- À FAIRE:
Convertis toutes les lignes de la liste ci-dessous en un tableau JSON de chaînes, à raison d'une chaîne par ligne, en omettant les lignes vides.

═════ LISTE DES DONNÉES

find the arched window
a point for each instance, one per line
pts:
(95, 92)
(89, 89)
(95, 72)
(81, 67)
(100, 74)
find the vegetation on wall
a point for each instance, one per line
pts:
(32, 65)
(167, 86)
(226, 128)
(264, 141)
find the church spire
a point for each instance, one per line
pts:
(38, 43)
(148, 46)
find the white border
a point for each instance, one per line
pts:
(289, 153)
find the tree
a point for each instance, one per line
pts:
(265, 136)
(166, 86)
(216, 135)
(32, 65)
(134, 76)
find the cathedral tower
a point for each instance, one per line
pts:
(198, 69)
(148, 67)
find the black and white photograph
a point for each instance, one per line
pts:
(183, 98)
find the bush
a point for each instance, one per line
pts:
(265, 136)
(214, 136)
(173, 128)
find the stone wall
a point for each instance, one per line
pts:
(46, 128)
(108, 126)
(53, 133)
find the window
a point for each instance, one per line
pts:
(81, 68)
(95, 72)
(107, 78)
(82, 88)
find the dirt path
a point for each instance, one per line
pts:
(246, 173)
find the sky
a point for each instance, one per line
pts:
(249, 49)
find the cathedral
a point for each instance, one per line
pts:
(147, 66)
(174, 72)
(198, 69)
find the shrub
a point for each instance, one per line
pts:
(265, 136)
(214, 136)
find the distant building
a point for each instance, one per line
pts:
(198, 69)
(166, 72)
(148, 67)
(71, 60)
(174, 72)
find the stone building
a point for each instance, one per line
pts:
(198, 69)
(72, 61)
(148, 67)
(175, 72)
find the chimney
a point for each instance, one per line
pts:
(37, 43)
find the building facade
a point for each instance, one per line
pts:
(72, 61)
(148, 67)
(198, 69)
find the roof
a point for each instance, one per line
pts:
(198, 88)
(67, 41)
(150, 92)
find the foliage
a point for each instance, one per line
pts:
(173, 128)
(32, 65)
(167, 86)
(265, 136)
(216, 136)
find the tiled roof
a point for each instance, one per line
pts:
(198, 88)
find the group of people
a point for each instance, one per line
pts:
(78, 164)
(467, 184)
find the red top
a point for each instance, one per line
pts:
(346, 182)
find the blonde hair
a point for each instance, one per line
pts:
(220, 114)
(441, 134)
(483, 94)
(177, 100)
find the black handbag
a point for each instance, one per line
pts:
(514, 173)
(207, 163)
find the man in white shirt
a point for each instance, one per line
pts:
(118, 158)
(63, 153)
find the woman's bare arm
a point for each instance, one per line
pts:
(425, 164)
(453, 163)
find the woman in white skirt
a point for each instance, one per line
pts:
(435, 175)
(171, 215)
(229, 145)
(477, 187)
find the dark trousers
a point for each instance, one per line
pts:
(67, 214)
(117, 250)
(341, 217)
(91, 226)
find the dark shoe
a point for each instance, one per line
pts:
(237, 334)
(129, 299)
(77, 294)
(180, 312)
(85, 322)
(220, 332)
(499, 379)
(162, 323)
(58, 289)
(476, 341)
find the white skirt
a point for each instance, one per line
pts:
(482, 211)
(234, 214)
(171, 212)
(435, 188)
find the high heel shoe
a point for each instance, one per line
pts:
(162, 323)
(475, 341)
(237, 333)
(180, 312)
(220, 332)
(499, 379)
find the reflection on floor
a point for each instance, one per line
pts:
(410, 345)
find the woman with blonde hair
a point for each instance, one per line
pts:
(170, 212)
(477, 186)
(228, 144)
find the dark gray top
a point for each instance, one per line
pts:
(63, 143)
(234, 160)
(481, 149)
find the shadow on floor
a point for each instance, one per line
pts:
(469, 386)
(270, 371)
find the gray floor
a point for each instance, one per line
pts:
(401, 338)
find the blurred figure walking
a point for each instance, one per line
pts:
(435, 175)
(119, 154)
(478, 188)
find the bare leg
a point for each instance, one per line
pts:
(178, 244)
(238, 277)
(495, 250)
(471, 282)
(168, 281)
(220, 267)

══════════

- CORRIGÉ:
[
  "find the arched window",
  "a point for each instance, one per line",
  "pts:",
  "(95, 92)",
  "(89, 89)",
  "(95, 72)",
  "(81, 67)",
  "(100, 74)",
  "find the vegetation on wall",
  "a point for each instance, one per line",
  "pts:",
  "(32, 65)",
  "(167, 86)",
  "(226, 128)",
  "(264, 141)",
  "find the church spire",
  "a point for each instance, one per line",
  "pts:",
  "(38, 43)",
  "(148, 46)",
  "find the white border",
  "a point for each instance, one per line",
  "pts:",
  "(289, 153)",
  "find the tree",
  "a point for each instance, one per line",
  "pts:",
  "(265, 136)",
  "(166, 86)",
  "(216, 135)",
  "(32, 65)",
  "(134, 76)",
  "find the cathedral tower",
  "a point for each instance, one per line",
  "pts:",
  "(198, 69)",
  "(148, 67)",
  "find the black and white photograph",
  "a point for each instance, one per line",
  "pts:",
  "(183, 98)",
  "find the bush",
  "a point for each instance, one per line",
  "pts:",
  "(265, 136)",
  "(214, 136)",
  "(173, 128)",
  "find the stone wall",
  "a point for each instance, one per line",
  "pts:",
  "(46, 128)",
  "(108, 126)",
  "(53, 133)",
  "find the window",
  "a point for each instance, one per line",
  "pts:",
  "(81, 68)",
  "(95, 72)",
  "(107, 78)",
  "(82, 88)",
  "find the dirt path",
  "a point for each instance, one per line",
  "pts:",
  "(246, 173)",
  "find the sky",
  "a point for each instance, one per line",
  "pts:",
  "(249, 49)",
  "find the cathedral",
  "a point for each instance, one per line",
  "pts:",
  "(147, 66)",
  "(174, 72)",
  "(198, 69)",
  "find the shrub",
  "a point for each instance, one per line",
  "pts:",
  "(265, 136)",
  "(214, 136)",
  "find the distant building",
  "a point for each instance, one per line",
  "pts:",
  "(198, 69)",
  "(166, 72)",
  "(148, 67)",
  "(71, 60)",
  "(174, 72)",
  "find the stone building",
  "a point for each instance, one per line",
  "pts:",
  "(198, 69)",
  "(72, 61)",
  "(148, 67)",
  "(175, 72)",
  "find the chimney",
  "a point for each instance, one per line",
  "pts:",
  "(37, 43)",
  "find the building facade",
  "a point for each instance, one per line",
  "pts:",
  "(72, 61)",
  "(148, 67)",
  "(198, 69)",
  "find the roof",
  "a point for each instance, one per line",
  "pts:",
  "(198, 88)",
  "(67, 41)",
  "(150, 92)",
  "find the foliage",
  "a point for each instance, one per line",
  "pts:",
  "(173, 128)",
  "(32, 65)",
  "(167, 86)",
  "(265, 136)",
  "(216, 136)",
  "find the tiled roof",
  "a point for each instance, one per line",
  "pts:",
  "(198, 88)",
  "find the group of people",
  "a point for each instance, one per line",
  "pts:",
  "(78, 164)",
  "(467, 184)",
  "find the red top",
  "a point for each instance, one per line",
  "pts:",
  "(346, 182)",
  "find the blonde hair",
  "a point for each instance, one per line",
  "pts:",
  "(220, 114)",
  "(441, 134)",
  "(483, 94)",
  "(177, 100)",
  "find the black handbag",
  "a point for each instance, one per line",
  "pts:",
  "(514, 173)",
  "(207, 163)",
  "find the man in white shirt",
  "a point for each instance, one per line",
  "pts:",
  "(118, 158)",
  "(63, 153)",
  "find the woman's bare arm",
  "a point for each instance, one per line",
  "pts:",
  "(425, 164)",
  "(453, 163)",
  "find the woman in white skirt",
  "a point for each instance, one per line",
  "pts:",
  "(435, 175)",
  "(171, 215)",
  "(229, 145)",
  "(477, 187)",
  "find the dark trousers",
  "a point for each instance, one per line",
  "pts:",
  "(67, 214)",
  "(117, 250)",
  "(341, 217)",
  "(91, 226)",
  "find the dark shoe",
  "a point for each instance, one per line",
  "pts:",
  "(237, 334)",
  "(129, 299)",
  "(77, 294)",
  "(180, 312)",
  "(85, 322)",
  "(220, 332)",
  "(499, 379)",
  "(162, 323)",
  "(58, 289)",
  "(476, 341)",
  "find the white skirt",
  "a point for each instance, one per line",
  "pts:",
  "(482, 211)",
  "(234, 214)",
  "(171, 212)",
  "(435, 188)",
  "find the high heel shoe",
  "a point for each instance, one per line",
  "pts:",
  "(162, 323)",
  "(475, 341)",
  "(237, 333)",
  "(180, 312)",
  "(220, 332)",
  "(499, 379)",
  "find the reflection on floor",
  "a point for each instance, one per line",
  "pts:",
  "(410, 345)",
  "find the woman with blonde hair",
  "a point for each instance, one per line",
  "pts:",
  "(170, 212)",
  "(477, 186)",
  "(228, 144)",
  "find the dark gray top",
  "a point for each instance, one per line",
  "pts:",
  "(63, 143)",
  "(234, 160)",
  "(481, 149)",
  "find the shadow on floor",
  "a point for each instance, one per line",
  "pts:",
  "(469, 386)",
  "(270, 371)",
  "find the gray floor",
  "a point for each instance, one per line",
  "pts:",
  "(401, 338)",
  "find the blurred figure walking",
  "a point for each instance, one per line",
  "pts:",
  "(435, 175)",
  "(119, 154)",
  "(478, 188)",
  "find the bare leg",
  "a point for each instance, one per line",
  "pts:",
  "(178, 244)",
  "(238, 277)",
  "(495, 250)",
  "(471, 282)",
  "(168, 281)",
  "(220, 267)"
]